**DIRECTIVE**
Starting at the beginning of the records and ending at the line that contains "rough mask: <svg", reproduce that stretch with "positive clicks" changed to "foreground clicks". Leave all other text untouched.

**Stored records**

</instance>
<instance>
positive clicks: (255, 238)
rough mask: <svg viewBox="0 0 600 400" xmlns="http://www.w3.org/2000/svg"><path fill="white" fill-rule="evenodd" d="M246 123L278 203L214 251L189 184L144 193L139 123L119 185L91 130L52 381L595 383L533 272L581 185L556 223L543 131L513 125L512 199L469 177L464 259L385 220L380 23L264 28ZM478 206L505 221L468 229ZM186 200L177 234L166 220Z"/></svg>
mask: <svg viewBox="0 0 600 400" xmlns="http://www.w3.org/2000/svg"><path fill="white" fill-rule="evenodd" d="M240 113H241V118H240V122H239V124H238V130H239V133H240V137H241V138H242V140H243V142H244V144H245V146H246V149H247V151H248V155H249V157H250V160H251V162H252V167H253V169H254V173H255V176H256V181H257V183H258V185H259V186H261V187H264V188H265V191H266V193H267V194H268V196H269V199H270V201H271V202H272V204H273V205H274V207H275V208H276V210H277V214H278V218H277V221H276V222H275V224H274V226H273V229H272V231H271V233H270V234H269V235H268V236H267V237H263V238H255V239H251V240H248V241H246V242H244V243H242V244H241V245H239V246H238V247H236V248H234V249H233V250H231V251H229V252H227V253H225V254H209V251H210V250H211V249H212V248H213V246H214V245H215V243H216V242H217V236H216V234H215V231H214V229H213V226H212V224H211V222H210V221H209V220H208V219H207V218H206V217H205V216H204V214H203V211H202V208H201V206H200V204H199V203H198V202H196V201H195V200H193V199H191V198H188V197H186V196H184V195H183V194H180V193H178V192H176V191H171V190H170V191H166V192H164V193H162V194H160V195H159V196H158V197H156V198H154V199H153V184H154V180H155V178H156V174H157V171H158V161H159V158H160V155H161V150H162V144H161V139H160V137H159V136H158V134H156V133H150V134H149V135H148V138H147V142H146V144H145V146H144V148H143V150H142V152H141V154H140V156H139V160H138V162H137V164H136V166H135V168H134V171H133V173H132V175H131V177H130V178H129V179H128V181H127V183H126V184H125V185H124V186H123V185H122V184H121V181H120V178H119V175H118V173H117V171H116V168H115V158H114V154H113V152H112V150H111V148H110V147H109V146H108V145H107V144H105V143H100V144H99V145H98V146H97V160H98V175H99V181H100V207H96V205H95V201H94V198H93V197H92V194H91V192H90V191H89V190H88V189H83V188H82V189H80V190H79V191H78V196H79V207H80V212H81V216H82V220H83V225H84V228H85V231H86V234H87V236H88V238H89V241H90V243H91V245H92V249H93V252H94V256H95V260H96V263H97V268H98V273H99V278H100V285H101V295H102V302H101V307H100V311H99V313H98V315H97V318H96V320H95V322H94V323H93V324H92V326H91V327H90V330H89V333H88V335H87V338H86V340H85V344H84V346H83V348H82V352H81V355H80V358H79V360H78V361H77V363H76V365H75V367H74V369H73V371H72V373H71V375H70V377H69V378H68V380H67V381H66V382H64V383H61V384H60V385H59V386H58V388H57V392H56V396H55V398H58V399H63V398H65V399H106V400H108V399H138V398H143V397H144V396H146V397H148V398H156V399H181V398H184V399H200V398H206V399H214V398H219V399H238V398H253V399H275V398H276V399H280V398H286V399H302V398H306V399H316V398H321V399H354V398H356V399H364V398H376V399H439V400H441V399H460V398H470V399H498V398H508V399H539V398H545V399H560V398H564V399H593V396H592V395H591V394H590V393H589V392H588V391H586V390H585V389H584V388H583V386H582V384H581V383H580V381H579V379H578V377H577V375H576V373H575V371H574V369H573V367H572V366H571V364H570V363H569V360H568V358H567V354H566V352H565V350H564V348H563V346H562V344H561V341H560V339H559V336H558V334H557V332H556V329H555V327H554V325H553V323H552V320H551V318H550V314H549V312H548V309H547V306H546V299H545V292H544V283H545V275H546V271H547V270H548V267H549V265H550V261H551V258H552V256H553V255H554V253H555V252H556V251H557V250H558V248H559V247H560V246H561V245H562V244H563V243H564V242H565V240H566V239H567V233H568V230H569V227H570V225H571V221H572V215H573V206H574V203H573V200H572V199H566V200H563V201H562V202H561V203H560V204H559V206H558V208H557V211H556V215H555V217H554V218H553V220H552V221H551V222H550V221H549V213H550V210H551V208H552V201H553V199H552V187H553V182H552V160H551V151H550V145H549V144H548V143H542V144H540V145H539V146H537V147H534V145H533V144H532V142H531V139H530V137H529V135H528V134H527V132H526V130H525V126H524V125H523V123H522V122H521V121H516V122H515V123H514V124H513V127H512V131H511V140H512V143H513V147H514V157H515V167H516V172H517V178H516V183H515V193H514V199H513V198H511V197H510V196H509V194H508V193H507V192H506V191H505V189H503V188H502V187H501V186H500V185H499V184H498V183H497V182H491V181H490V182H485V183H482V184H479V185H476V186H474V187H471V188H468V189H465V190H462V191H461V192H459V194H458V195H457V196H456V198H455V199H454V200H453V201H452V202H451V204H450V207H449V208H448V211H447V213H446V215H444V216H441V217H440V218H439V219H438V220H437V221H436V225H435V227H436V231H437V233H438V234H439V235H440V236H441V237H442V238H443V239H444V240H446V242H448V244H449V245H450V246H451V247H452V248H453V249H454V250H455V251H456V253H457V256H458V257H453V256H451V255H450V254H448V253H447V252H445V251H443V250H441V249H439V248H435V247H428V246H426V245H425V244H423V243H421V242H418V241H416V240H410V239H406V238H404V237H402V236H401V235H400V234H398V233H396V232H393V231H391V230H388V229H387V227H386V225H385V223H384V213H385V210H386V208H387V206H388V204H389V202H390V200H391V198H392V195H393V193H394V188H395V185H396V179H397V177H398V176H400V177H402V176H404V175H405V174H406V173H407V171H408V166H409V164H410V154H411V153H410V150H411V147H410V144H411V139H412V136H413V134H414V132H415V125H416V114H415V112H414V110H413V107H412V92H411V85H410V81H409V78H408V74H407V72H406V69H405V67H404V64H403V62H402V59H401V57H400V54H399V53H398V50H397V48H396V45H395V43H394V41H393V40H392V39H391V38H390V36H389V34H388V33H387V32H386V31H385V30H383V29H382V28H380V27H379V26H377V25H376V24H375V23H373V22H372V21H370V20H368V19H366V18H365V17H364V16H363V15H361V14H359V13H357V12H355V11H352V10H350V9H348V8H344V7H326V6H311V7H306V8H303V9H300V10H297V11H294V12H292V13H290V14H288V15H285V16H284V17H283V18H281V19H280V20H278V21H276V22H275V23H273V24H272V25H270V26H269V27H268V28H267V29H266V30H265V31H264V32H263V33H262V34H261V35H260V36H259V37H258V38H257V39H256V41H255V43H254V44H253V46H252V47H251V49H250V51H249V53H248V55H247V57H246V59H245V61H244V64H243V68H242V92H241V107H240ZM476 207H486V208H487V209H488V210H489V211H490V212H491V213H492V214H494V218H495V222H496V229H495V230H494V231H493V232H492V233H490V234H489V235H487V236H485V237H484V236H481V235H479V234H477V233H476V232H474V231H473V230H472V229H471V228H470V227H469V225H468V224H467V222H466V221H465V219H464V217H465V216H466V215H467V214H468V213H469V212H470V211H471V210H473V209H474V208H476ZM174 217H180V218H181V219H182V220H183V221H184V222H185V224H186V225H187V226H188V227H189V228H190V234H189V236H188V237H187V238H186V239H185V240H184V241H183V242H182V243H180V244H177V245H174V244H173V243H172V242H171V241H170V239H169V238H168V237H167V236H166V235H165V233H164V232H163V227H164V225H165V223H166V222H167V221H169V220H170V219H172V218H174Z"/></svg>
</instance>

**RESULT OF THE EXERCISE**
</instance>
<instance>
foreground clicks: (255, 238)
rough mask: <svg viewBox="0 0 600 400" xmlns="http://www.w3.org/2000/svg"><path fill="white" fill-rule="evenodd" d="M246 123L278 203L214 251L189 184L144 193L139 123L119 185L91 130L52 381L595 383L533 272L581 185L556 223L543 131L513 125L512 199L469 177L464 259L385 220L380 23L264 28ZM478 206L505 221L468 229ZM186 200L177 234L166 220Z"/></svg>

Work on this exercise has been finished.